Problem: Recast the material below as a two-column CSV with the columns "prompt" and "completion", with one row per request. Put each request's text and its answer in a single quoted field, and replace any line breaks inside a field with spaces.
===== Available records
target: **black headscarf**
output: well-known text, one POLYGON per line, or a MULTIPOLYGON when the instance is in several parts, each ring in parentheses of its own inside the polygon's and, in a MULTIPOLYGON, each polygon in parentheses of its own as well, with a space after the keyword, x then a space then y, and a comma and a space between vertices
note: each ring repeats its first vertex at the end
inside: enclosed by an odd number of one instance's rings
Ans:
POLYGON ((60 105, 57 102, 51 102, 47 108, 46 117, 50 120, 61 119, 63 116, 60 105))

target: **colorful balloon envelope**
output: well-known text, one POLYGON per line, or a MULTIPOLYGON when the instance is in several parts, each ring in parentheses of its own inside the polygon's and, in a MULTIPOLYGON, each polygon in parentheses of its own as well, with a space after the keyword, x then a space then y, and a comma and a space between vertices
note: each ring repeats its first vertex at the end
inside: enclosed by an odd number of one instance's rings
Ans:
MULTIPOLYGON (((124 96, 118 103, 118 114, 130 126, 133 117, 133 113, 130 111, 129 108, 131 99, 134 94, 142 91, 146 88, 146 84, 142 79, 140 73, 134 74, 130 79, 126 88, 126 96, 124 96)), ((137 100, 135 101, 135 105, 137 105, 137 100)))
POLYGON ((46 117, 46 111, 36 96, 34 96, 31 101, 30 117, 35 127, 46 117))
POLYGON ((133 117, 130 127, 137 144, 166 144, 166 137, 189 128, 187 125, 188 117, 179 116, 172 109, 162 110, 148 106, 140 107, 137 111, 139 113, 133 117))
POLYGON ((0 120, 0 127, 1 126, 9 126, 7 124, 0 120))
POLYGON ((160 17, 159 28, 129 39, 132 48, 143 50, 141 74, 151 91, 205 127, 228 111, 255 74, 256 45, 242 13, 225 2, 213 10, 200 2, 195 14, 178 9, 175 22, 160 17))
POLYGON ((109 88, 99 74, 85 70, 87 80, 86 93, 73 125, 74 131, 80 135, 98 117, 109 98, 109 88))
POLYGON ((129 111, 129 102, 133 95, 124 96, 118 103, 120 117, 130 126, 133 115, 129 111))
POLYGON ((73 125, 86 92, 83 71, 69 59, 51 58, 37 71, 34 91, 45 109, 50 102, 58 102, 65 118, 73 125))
==========
Response to the task:
prompt,completion
"target: **black headscarf** output: well-known text, one POLYGON per line, or a MULTIPOLYGON when the instance is in several parts, each ring in parentheses of its own inside the polygon's and, in a MULTIPOLYGON, each polygon in parentheses of its own as well, with a space after the keyword, x then a space then y, and a comma and a space between vertices note: each ring repeats its first vertex at the end inside: enclosed by an odd number of one instance's rings Ans:","POLYGON ((60 105, 57 102, 51 102, 47 108, 46 117, 50 120, 61 119, 63 116, 60 105))"
"target: **colorful balloon envelope** output: well-known text, one POLYGON per line, or a MULTIPOLYGON when the instance is in several parts, each ring in parentheses of its own inside the polygon's and, in a MULTIPOLYGON, each polygon in parentheses of its own as well, with a space after the keyword, x then a space then y, and a comma and a space between vertices note: each ring repeats its first vertex at the end inside: enclosed by an odd number of one instance's rings Ans:","MULTIPOLYGON (((124 96, 118 103, 118 114, 130 126, 133 117, 133 113, 130 111, 129 108, 131 99, 134 94, 142 91, 146 88, 146 84, 142 79, 140 73, 134 74, 130 79, 126 88, 126 96, 124 96)), ((137 100, 135 101, 135 105, 137 105, 137 100))) POLYGON ((46 117, 46 111, 36 96, 34 96, 31 101, 30 117, 35 127, 46 117)) POLYGON ((133 117, 130 127, 137 144, 166 144, 166 137, 189 128, 187 125, 188 117, 179 116, 172 109, 162 110, 148 106, 140 107, 137 111, 139 113, 133 117)) POLYGON ((0 120, 0 127, 1 126, 9 126, 7 124, 0 120)) POLYGON ((160 17, 159 28, 129 39, 132 48, 143 50, 141 74, 151 91, 205 127, 228 111, 255 74, 256 45, 242 13, 225 2, 213 10, 200 2, 195 14, 178 9, 175 22, 160 17)) POLYGON ((109 88, 99 74, 85 70, 87 80, 86 93, 73 125, 74 131, 80 135, 98 117, 109 98, 109 88)) POLYGON ((129 111, 129 102, 133 95, 124 96, 118 103, 120 117, 130 126, 133 115, 129 111)) POLYGON ((73 125, 86 92, 83 71, 69 59, 51 58, 37 71, 34 91, 45 109, 50 102, 58 102, 65 118, 73 125))"